**Exercise brief**
Transcribe the entries that follow exactly as they appear, minus pictures.

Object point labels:
+ + + +

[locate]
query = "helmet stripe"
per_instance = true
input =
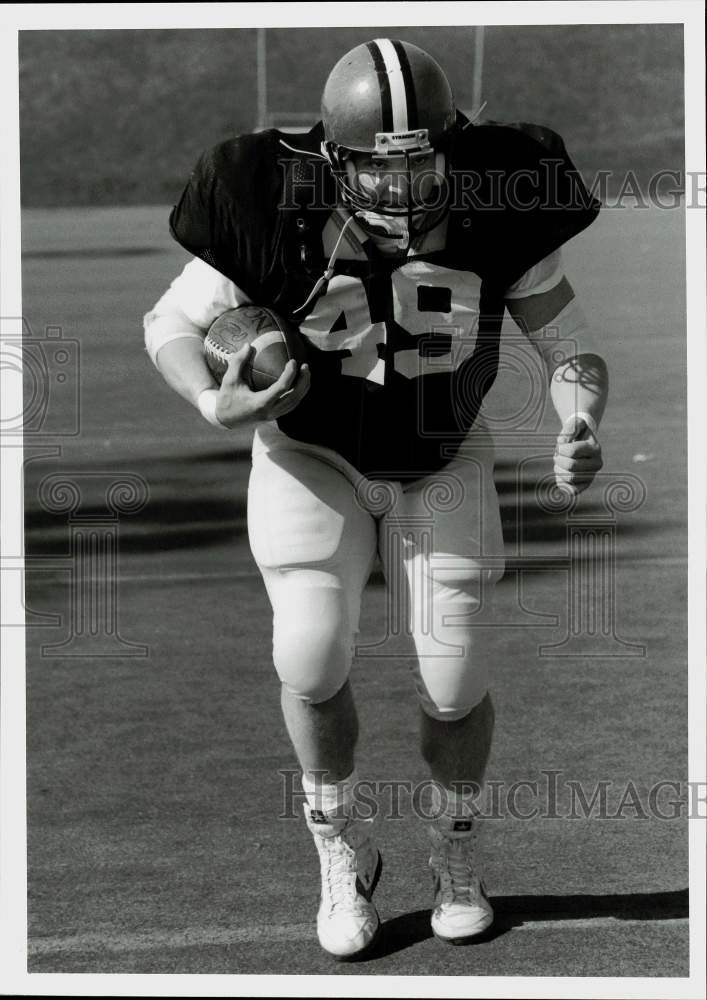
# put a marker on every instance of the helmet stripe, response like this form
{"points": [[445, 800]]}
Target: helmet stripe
{"points": [[396, 83], [410, 97], [384, 84]]}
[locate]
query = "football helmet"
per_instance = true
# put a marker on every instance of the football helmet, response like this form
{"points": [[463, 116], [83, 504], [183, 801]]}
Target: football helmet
{"points": [[388, 114]]}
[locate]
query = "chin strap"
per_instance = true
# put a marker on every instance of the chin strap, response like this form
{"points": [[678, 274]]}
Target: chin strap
{"points": [[328, 272]]}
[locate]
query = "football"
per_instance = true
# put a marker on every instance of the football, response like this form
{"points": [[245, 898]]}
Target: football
{"points": [[274, 341]]}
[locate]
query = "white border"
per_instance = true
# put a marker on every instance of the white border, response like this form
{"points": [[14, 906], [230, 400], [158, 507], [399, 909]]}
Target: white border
{"points": [[14, 978]]}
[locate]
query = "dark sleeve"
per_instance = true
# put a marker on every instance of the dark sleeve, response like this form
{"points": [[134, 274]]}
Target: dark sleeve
{"points": [[529, 197], [227, 213]]}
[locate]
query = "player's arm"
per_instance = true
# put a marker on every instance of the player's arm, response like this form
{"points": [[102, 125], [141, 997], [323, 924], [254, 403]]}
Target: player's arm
{"points": [[174, 338], [549, 315]]}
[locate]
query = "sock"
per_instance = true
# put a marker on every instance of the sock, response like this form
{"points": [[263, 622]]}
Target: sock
{"points": [[445, 802], [330, 798]]}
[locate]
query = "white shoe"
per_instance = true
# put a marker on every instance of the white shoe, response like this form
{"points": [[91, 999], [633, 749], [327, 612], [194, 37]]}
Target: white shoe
{"points": [[461, 907], [347, 921]]}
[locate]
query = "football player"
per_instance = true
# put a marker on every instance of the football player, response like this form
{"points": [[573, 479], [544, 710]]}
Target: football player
{"points": [[394, 234]]}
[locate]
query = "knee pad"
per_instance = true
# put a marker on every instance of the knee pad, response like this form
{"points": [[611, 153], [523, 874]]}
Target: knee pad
{"points": [[451, 675], [449, 694], [312, 643]]}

+ + + +

**Reply**
[locate]
query = "helmet stripe"
per_instance = true
input =
# put a marker on every instance of the helmet stripe, response like this form
{"points": [[445, 800]]}
Target: helmet stripe
{"points": [[396, 83], [410, 97], [384, 84]]}
[locate]
query = "football helmet"
per_instance = true
# put a marker on every instance of the football helmet, response like this form
{"points": [[463, 116], [83, 504], [183, 801]]}
Target: football helmet
{"points": [[388, 114]]}
[locate]
query = "chin strap"
per_instance = true
# put a marker on every instance of the chin strap, response like this form
{"points": [[678, 274]]}
Target: chin strap
{"points": [[328, 272]]}
[locate]
query = "football"
per_instance = true
# put a marker on every instance of the football, response like this form
{"points": [[245, 898]]}
Target: football
{"points": [[274, 341]]}
[locate]
query = "white border"
per_instance = true
# put a marker on every instance of the white border, response like this form
{"points": [[14, 906], [230, 400], [158, 507], [399, 909]]}
Target: white border
{"points": [[14, 978]]}
[locate]
query = "dark sleeve"
per_instance = true
# put a marker on every instance of the dark sleeve, response like this form
{"points": [[134, 274]]}
Target: dark sleeve
{"points": [[529, 197], [227, 213]]}
[locate]
query = "player's arm"
per_instance = true
# put a marker on every instance of the player's arm, response like this form
{"points": [[102, 125], [141, 997], [323, 924], [254, 403]]}
Target: player's arm
{"points": [[174, 338], [549, 315]]}
[locate]
query = "sock"
per_instance = true
# put a marker on every instance of the sock, response like this form
{"points": [[263, 622]]}
Target: sock
{"points": [[445, 802], [330, 798]]}
[locate]
query = "white shoe"
per_instance = true
# put a marker on every instance of the white shoe, response like this form
{"points": [[91, 999], [633, 749], [327, 612], [194, 37]]}
Target: white shoe
{"points": [[461, 907], [347, 921]]}
[locate]
query = "football player"
per_instance = true
# put a marker on every instance of the football player, response like this form
{"points": [[573, 479], [544, 710]]}
Target: football player
{"points": [[394, 234]]}
[locate]
query = "knee pad"
per_instance = true
# put a marker on every instance of the knee pad, response like this form
{"points": [[611, 153], [523, 874]]}
Target: knee pad
{"points": [[451, 675], [449, 694], [312, 643]]}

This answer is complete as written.